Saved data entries
=== Begin Enclosure ===
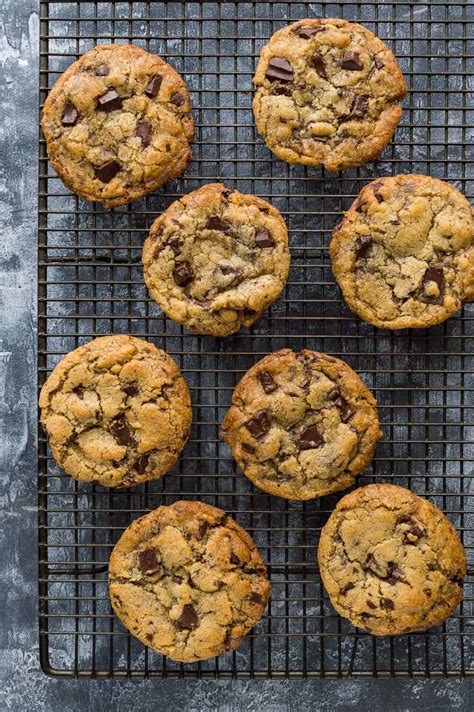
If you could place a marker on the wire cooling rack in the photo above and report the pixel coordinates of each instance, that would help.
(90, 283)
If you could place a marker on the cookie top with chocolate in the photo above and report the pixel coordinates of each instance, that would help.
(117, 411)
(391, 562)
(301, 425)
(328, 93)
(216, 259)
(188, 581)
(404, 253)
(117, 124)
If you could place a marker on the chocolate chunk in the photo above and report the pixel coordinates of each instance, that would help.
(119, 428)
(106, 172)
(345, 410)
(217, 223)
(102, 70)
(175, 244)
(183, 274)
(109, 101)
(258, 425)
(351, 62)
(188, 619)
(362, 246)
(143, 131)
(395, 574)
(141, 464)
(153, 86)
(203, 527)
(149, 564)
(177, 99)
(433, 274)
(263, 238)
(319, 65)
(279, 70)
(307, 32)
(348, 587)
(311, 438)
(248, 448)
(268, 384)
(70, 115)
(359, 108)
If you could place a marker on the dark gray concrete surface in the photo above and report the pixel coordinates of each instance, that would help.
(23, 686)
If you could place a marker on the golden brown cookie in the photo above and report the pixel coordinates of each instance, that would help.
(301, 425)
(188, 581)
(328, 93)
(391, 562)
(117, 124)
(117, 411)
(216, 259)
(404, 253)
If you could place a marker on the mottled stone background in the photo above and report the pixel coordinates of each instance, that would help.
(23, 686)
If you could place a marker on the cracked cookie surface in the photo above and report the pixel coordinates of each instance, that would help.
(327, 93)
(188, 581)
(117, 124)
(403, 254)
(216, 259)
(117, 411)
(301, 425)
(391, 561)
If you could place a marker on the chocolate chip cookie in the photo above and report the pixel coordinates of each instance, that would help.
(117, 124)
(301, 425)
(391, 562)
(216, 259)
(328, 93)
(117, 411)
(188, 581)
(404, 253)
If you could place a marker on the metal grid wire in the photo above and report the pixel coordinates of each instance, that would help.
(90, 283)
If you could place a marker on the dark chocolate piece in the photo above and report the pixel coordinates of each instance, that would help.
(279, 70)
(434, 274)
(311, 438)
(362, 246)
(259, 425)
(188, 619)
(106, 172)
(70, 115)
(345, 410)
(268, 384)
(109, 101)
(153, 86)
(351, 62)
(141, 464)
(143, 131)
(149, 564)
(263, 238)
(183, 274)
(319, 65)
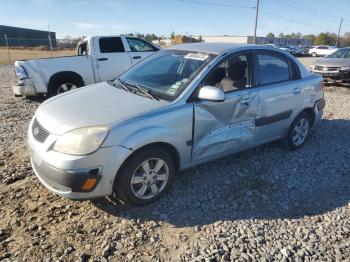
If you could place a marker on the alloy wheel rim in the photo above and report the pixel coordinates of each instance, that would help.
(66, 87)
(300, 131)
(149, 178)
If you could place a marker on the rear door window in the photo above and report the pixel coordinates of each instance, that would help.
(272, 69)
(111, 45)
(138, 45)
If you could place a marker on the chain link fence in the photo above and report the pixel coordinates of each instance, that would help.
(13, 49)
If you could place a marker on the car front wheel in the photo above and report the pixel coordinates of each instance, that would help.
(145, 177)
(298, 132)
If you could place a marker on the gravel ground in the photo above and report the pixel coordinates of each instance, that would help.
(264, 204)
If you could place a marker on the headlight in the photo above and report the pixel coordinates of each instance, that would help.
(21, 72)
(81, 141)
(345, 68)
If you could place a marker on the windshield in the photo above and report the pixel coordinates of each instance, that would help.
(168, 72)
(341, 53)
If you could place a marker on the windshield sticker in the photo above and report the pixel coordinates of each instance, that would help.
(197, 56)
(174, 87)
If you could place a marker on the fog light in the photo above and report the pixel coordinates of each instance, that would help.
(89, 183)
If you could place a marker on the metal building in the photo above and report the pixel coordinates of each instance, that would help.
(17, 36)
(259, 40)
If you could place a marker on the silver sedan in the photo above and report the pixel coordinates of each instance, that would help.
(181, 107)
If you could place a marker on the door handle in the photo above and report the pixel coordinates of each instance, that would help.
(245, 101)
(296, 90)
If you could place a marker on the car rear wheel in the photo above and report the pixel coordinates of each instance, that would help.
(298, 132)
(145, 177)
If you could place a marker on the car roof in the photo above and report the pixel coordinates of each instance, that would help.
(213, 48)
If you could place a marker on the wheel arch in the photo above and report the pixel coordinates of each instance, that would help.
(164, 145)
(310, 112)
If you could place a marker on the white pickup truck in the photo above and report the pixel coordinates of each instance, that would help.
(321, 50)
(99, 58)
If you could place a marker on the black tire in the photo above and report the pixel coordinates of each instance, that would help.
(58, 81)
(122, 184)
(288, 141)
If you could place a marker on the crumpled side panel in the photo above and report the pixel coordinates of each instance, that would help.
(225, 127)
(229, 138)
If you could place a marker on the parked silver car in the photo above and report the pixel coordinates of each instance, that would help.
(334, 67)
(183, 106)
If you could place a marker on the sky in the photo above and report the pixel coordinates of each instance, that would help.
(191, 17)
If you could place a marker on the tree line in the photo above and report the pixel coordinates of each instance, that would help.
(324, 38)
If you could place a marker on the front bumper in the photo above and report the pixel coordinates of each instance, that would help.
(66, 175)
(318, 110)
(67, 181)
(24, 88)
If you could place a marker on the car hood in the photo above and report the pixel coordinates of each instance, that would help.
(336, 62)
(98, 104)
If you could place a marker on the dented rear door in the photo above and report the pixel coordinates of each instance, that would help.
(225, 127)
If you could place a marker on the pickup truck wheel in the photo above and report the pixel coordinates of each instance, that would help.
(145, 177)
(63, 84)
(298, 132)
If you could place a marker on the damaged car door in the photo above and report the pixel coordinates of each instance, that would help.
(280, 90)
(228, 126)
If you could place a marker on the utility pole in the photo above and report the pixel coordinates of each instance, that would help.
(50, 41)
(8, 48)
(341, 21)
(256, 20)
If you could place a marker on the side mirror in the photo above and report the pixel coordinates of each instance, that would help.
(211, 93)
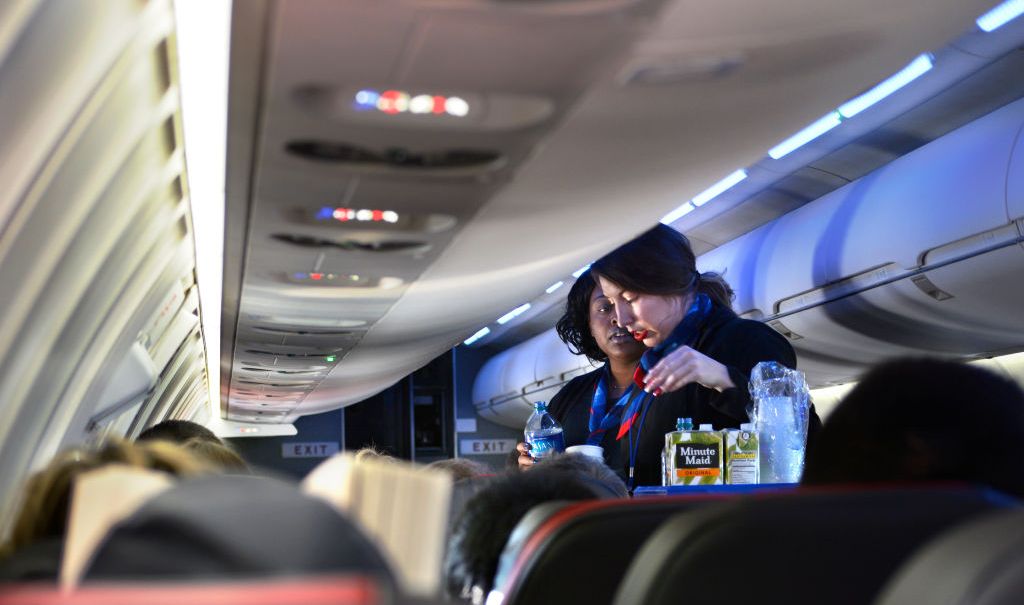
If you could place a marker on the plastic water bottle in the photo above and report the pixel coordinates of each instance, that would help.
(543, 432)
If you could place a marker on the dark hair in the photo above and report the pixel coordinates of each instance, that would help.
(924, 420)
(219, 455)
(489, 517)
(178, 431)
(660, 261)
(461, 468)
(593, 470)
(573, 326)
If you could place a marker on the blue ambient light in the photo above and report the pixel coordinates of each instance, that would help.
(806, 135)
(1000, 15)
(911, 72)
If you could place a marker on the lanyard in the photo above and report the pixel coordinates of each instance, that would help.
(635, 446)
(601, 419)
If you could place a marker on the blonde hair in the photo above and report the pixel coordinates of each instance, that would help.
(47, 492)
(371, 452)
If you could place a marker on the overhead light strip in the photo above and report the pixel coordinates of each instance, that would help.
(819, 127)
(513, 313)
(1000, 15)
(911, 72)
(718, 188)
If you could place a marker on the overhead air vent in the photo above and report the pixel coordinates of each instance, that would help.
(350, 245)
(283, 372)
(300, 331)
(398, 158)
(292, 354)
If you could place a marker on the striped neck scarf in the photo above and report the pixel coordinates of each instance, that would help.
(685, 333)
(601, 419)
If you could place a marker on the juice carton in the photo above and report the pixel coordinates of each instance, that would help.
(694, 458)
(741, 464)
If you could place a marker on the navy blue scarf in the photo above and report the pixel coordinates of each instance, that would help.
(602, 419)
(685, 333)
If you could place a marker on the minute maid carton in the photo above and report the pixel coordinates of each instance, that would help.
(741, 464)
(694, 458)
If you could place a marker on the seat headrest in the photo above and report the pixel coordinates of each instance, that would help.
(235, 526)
=== End Enclosure ===
Requirement ::
Write out all of the data above exactly, without any of its pictures.

Answer to the exercise ::
If you could place a marker on the wire cooling rack in the photo above and report the pixel coordinates of each instance, that would help.
(90, 283)
If you could place a marker on the cookie top with chocolate in the photo above and report the pixel coordinates of each instance, that would help.
(117, 411)
(391, 562)
(301, 425)
(328, 93)
(216, 259)
(188, 581)
(404, 253)
(117, 124)
If you could place a marker on the chocolate chunk in the photo above and report the pixel coordinates of each instance, that would help.
(119, 428)
(106, 172)
(345, 410)
(217, 223)
(102, 70)
(175, 244)
(183, 274)
(109, 101)
(258, 425)
(351, 62)
(188, 619)
(362, 246)
(143, 131)
(395, 574)
(141, 464)
(153, 86)
(203, 527)
(149, 564)
(177, 99)
(433, 274)
(263, 238)
(319, 65)
(279, 70)
(307, 32)
(348, 587)
(311, 438)
(248, 448)
(268, 384)
(70, 115)
(359, 108)
If you could place a marker on the dark gray concrete surface in the photo above and report the pixel coordinates of each instance, that would help.
(23, 686)
If you could place a marker on the golden brown cookie in the photo above and report the pixel coordinates of each instance, that would help.
(301, 425)
(188, 581)
(328, 93)
(391, 562)
(117, 124)
(117, 411)
(216, 259)
(404, 253)
If you could place a marker on the mottled stone background in the photo above and report the pixel coordinates of each instance, that would help.
(23, 686)
If you could place a marker on the cracked cookie surface in the photo above and report the pixel coordinates of each instance, that would help.
(327, 93)
(188, 581)
(117, 124)
(403, 254)
(216, 259)
(117, 411)
(301, 425)
(391, 561)
If you could place a marker on the chocolate chip cookie in the photo above and report the pixel coordinates of each instance, that would help.
(117, 124)
(301, 425)
(391, 562)
(216, 259)
(328, 93)
(117, 411)
(188, 581)
(404, 253)
If you could place a marker on the metal grid wire in the photo above and report the pixel coordinates of each instance, that would help.
(90, 283)
If you could place a marker on the dark chocolate piece in the photo above and report the pixel coordinates of each instance, that would help.
(279, 70)
(434, 274)
(311, 438)
(362, 246)
(259, 425)
(188, 619)
(106, 172)
(70, 115)
(345, 410)
(268, 384)
(109, 101)
(153, 86)
(351, 62)
(141, 464)
(143, 131)
(149, 564)
(263, 238)
(183, 274)
(319, 65)
If you could place a marker on the alloy wheel rim in the photo above and report the pixel coordinates of each instance, that would help.
(66, 87)
(300, 131)
(149, 178)
If you could place a marker on the rear door window in the photo above and report the pixel coordinates of each instance, that would help.
(272, 69)
(111, 45)
(138, 45)
If you could place a marker on the chain link fence in the photo above and report the pixel coordinates of each instance, that would help.
(13, 49)
If you could place a marker on the car front wheel in the photo above and report the pixel coordinates of each instance, that would help.
(145, 177)
(298, 132)
If you could place a marker on the gravel ground in the photo above and report the pixel coordinates of each instance, that would help.
(264, 204)
If you could place a marker on the headlight in the photo above and report the pixel coordinates of each instance, that would help.
(21, 72)
(81, 141)
(345, 68)
If you could place a marker on the windshield in the photo above and report the pixel coordinates of each instance, that would help.
(168, 72)
(341, 53)
If you could place a marker on the windshield sticker in the photo above and report the pixel coordinates of each instance, that would help.
(197, 56)
(174, 87)
If you could place a marker on the fog light in the photo above and report the pixel coordinates of each instance, that would help.
(89, 183)
If you could place a marker on the metal building in the photo above and report the pixel coordinates of each instance, that would help.
(17, 36)
(259, 40)
If you could place a marker on the silver sedan in the photo above and report the pixel coordinates of each instance, that would help.
(181, 107)
If you could place a marker on the door handle in the photo above and report the pixel coordinates of each instance, that would help.
(245, 101)
(296, 90)
If you could place a marker on the car rear wheel in the photo above and report the pixel coordinates of each instance, that would help.
(298, 132)
(145, 177)
If you could place a marker on the car roof in the photo above and report the pixel coordinates of each instance, that would help.
(213, 48)
If you could place a marker on the wheel arch in the photo above and report the pixel coordinates of each instance, that would help.
(164, 145)
(310, 112)
If you could place a marker on the white pickup truck in the photo above and report the pixel coordinates of each instance, that would help.
(321, 50)
(99, 58)
If you could place a marker on the black tire in the photo above and report the pixel coordinates of each instance, that would help.
(58, 81)
(122, 184)
(288, 141)
If you could place a marker on the crumpled side panel in the photo above and report the pixel coordinates of each instance, that would help.
(225, 127)
(229, 138)
If you could place a marker on the parked silver car in the photo above and report the pixel coordinates of each instance, that would help.
(334, 67)
(183, 106)
If you could place a marker on the sky in the photo above and report the pixel coordinates of each instance, that would help.
(191, 17)
If you could place a marker on the tree line in the photo above and report the pixel coordinates of each instance, that would help.
(324, 38)
If you could place a marker on the front bumper in the photo above and report the pixel coordinates of each instance, that would help.
(66, 175)
(318, 110)
(67, 181)
(24, 88)
If you could place a marker on the car hood in the photo above and report the pixel coordinates of each instance, that would help.
(336, 62)
(98, 104)
If you could place a marker on the dented rear door in the photo above and report the pixel coordinates of each instance, that would help.
(225, 127)
If you could place a marker on the pickup truck wheel in the photo above and report the pixel coordinates of each instance, that would help.
(145, 177)
(63, 84)
(298, 132)
If you could place a marker on the damaged car door in the photo above and report the pixel coordinates of each instance, that would help.
(280, 90)
(228, 126)
If you could place a marker on the utility pole in the photo above and report the pixel coordinates of each instance, that would help.
(50, 41)
(8, 48)
(341, 21)
(256, 20)
If you could place a marker on the side mirror in the photo above and report the pixel coordinates of each instance, that would help.
(211, 93)
If you could place a marker on the plastic water bottle in the photo above and report the pixel coordinates of each instance, that would help.
(543, 432)
If you could place a marker on the dark hair in the photo above and report the pixel coordinates of each instance, that would help.
(924, 420)
(219, 455)
(489, 517)
(178, 431)
(660, 261)
(461, 468)
(593, 470)
(573, 326)
If you could place a marker on the blue ambient light in the photo above and report the pixel coordinates of each instance, that would help.
(806, 135)
(1000, 15)
(911, 72)
If you could place a marker on the lanyard in the photo above and report the pixel coordinates of each instance, that would help.
(635, 446)
(601, 419)
If you could place a marker on the blonde hair in the photo above and report the pixel coordinates of each instance, that would help.
(47, 492)
(371, 452)
If you could place a marker on the overhead light strip in the photo above and report the pixel coordinates of each instance, that would help.
(819, 127)
(513, 313)
(1000, 15)
(911, 72)
(718, 188)
If you could place a marker on the overhead air vent in the photo above and report the pixel coordinates of each instance, that would help.
(350, 245)
(283, 372)
(300, 331)
(398, 158)
(292, 354)
If you could place a marker on the striped neck scarf in the photo above and report the pixel coordinates of each instance, that would help.
(685, 333)
(601, 419)
If you could place a marker on the juice carton in the photo above and report the pixel coordinates of each instance, that would help.
(694, 458)
(741, 464)
If you could place a marker on the navy blue scarf in the photo above and report the pixel coordinates of each instance, that would help.
(602, 419)
(685, 333)
If you could place a marker on the minute maid carton in the photo above and report the pixel coordinates of each instance, that would help.
(741, 464)
(694, 458)
If you could place a marker on the seat headrest in the photo above and report the pixel coordinates of each instance, that would help.
(235, 526)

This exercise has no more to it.